Com efeito, “chaves dos céus” ou “chaves do reino dos céus” é a mesma
coisa que “chaves do reino de Deus”. “Reino de Deus”, na boca de Jesus,
não significa tão somente aquele domínio absoluto de Deus que se
iniciará no Juízo Final, mas que também significa aquele domínio de Deus
já exercitado e reconhecido nesta Terra, tanto na pessoa e obras de
Cristo quanto na Igreja que Ele mesmo quis fundar.
A metáfora de
“dar as chaves” possui amplo uso bíblico e judaico. Exemplo claríssimo
desse uso pode-se encontrar em Isaías 22,19-22. Nessa passagem fica
claro o sentido da metáfora: aquele que possui as chaves da casa real
(porque Davi é rei por excelência) possui verdadeira autoridade sobre os
habitantes daquele reino, autoridade essa que exerce como vigário do
próprio rei. Strack-Billerbeck propõe muitos exemplos desta imagem na
literatura judaica e conclui: “a entrega das chaves significa a entrega do poder de uma cidade”.
No Novo Testamento, o próprio Cristo é descrito como o Santo e
Verdadeiro que possui a chave de Davi, que abre e ninguém fecha, fecha e
ninguém abre (Apocalipse 3,7). Trata-se, incontestavelmente, do
exercício da autoridade real.

_TAREFAS PROPOSTAS:_
1) Responda às perguntas abaixo com base no texto sobre as chaves do reino.
(a) A que expressão o texto iguala "chaves dos céus"?
(b) Que passagem bíblica é apontada como exemplo claríssimo do uso da metáfora de "dar as chaves"?
(c) Segundo a conclusão de Strack-Billerbeck, o que significa a entrega das chaves?
2) No texto sobre as chaves do reino, reescreva em forma de lista o parágrafo que começa por "A metáfora de “dar as chaves”", mantendo seus fatos principais.
3) Prossiga o texto sobre as chaves do reino a partir da última frase apresentada.

(Registros de origem)
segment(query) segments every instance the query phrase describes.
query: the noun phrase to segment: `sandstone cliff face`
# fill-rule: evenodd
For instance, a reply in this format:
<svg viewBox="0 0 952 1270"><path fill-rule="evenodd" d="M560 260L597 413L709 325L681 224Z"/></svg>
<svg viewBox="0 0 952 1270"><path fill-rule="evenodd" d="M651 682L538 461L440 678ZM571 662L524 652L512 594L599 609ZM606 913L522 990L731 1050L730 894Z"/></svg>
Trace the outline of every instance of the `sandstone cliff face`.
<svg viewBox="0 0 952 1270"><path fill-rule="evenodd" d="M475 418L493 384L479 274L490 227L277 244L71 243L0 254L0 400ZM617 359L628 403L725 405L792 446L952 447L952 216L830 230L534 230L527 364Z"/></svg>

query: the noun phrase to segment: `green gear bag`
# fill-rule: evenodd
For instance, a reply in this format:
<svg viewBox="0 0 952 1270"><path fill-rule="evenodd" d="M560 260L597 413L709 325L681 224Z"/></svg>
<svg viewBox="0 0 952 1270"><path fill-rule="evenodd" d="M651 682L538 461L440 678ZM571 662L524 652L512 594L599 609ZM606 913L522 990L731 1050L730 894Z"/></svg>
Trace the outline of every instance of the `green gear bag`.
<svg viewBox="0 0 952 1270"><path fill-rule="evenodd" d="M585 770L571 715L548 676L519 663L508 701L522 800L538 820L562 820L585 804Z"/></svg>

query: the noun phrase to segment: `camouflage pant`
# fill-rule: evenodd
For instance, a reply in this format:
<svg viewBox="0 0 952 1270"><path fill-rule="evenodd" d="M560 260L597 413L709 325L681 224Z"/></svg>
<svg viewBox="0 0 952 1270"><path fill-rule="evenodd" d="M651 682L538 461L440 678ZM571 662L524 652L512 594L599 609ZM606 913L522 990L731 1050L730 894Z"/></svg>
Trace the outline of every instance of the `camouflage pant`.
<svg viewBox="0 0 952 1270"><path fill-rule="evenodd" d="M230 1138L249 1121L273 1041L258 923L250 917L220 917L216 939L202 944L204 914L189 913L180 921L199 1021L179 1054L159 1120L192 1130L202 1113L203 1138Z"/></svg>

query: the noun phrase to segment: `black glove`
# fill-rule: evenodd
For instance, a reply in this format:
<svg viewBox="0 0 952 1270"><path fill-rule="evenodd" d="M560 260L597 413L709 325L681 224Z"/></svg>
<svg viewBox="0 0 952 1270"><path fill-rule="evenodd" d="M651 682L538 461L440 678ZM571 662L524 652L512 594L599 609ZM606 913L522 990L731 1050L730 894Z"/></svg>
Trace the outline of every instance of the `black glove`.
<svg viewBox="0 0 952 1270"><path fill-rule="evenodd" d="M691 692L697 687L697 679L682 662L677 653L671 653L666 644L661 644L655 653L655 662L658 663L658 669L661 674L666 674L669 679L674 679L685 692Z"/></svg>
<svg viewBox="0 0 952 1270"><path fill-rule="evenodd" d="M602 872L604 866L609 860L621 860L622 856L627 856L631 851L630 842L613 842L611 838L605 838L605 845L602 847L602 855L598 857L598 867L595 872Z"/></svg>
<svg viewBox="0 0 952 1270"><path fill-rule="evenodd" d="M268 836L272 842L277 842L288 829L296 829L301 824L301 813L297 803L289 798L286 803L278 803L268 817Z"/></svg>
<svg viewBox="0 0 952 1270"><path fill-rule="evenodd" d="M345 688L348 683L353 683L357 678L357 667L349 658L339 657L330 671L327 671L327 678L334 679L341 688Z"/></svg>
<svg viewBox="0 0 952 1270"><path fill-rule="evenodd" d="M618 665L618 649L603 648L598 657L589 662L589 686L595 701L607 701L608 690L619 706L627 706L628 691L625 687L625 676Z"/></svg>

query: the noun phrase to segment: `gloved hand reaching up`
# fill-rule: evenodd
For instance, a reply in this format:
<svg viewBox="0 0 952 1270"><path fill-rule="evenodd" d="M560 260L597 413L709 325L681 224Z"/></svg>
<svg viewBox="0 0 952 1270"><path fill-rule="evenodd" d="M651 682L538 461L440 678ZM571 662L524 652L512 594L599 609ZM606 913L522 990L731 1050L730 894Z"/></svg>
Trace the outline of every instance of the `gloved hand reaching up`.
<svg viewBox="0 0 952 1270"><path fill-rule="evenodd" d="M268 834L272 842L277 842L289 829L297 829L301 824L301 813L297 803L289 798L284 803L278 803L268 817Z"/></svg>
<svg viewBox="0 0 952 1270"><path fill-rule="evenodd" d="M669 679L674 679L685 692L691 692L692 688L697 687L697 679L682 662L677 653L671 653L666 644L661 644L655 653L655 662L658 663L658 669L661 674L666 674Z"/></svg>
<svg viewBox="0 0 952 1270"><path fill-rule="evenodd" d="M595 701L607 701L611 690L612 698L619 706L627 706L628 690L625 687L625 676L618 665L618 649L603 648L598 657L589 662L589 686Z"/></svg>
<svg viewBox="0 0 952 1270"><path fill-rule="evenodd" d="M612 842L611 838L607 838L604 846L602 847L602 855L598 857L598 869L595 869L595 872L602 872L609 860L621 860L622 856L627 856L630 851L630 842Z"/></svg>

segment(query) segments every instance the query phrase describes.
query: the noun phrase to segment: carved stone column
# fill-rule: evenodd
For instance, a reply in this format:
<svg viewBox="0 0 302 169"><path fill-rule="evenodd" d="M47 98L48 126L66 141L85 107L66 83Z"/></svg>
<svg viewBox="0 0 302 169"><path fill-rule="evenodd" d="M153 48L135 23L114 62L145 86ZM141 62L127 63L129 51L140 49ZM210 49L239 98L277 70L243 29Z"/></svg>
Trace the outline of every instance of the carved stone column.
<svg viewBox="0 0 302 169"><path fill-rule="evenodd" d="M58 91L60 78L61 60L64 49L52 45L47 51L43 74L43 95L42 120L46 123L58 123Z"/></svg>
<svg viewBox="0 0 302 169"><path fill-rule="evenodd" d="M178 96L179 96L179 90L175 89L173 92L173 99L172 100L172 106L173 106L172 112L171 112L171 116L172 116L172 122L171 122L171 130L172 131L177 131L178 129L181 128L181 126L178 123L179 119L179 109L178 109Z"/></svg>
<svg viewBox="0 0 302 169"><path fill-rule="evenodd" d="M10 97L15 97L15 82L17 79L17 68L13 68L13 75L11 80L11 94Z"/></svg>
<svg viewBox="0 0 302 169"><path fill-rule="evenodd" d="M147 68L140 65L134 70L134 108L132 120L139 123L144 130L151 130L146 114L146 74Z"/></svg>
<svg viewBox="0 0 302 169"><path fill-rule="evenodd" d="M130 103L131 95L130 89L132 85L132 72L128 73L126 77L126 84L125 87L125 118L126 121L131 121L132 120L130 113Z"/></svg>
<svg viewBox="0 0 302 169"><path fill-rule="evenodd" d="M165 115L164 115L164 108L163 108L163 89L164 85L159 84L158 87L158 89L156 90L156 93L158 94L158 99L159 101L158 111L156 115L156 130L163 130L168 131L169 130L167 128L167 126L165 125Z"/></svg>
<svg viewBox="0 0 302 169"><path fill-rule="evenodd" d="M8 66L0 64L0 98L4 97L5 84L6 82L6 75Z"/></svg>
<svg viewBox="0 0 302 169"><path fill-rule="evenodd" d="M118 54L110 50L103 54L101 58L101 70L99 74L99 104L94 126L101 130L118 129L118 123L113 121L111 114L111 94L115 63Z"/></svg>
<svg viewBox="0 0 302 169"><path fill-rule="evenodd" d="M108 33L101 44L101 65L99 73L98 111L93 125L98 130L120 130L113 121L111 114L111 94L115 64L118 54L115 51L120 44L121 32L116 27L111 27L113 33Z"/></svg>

_RESPOSTAS POR TAREFA:_
1)
(a) A "chaves do reino de Deus".
(b) Isaías 22,19-22.
(c) A entrega do poder de uma cidade.

2)
- A metáfora de "dar as chaves" tem amplo uso bíblico e judaico.
- Isaías 22,19-22 oferece um exemplo claríssimo desse uso.
- Nessa passagem, quem possui as chaves da casa real tem verdadeira autoridade sobre os habitantes do reino. Exerce essa autoridade como vigário do próprio rei.
- Strack-Billerbeck reúne muitos exemplos dessa imagem na literatura judaica. Conclui que a entrega das chaves significa a entrega do poder de uma cidade.

3)
No texto de Mateus 16,19, Cristo – que possui as chaves de Davi – diz a Pedro: “E te darei as chaves do reino dos céus”. “Dar
as chaves” é entregar o poder vicarial. Isto quer dizer que Pedro é
constituído “porteiro do céu”, com o poder de permitir ou impedir a
entrada no céu? Ou é constituído vigário de Cristo, com autoridade sobre
o povo de Deus nesta Terra? A resposta provém da própria noção de poder
vicarial: nos céus, o próprio Cristo está presente para reger e não
precisa de vigário; ao contrário, na Terra, não está visivelmente
presente para reger visivelmente os homens. Esta resposta se confirma
pelo contexto imediato desta promessa. Isto porque não são três
promessas diferentes, mas uma só promessa sob uma tripla imagem. Na primeira metáfora,
vimos que Cristo fala de sua Igreja ou de seu Povo, como de uma casa
que será edificada sobre um homem, Pedro. Sem dúvida nenhuma, trata-se
da Igreja que será fundada nesta Terra, de forma social, de modo que
possa ser edificada sobre um homem visível. Na terceira metáfora,
fala-se do poder de Pedro nesta Terra: “tudo o que atares… desatares na Terra”; logo, o poder das chaves será exercido nesta Terra.
c) A metáfora de “atar e desatar”: “E tudo o que atares na Terra será atado no Céu; e tudo o que desatares na Terra, será desatado no Céu”.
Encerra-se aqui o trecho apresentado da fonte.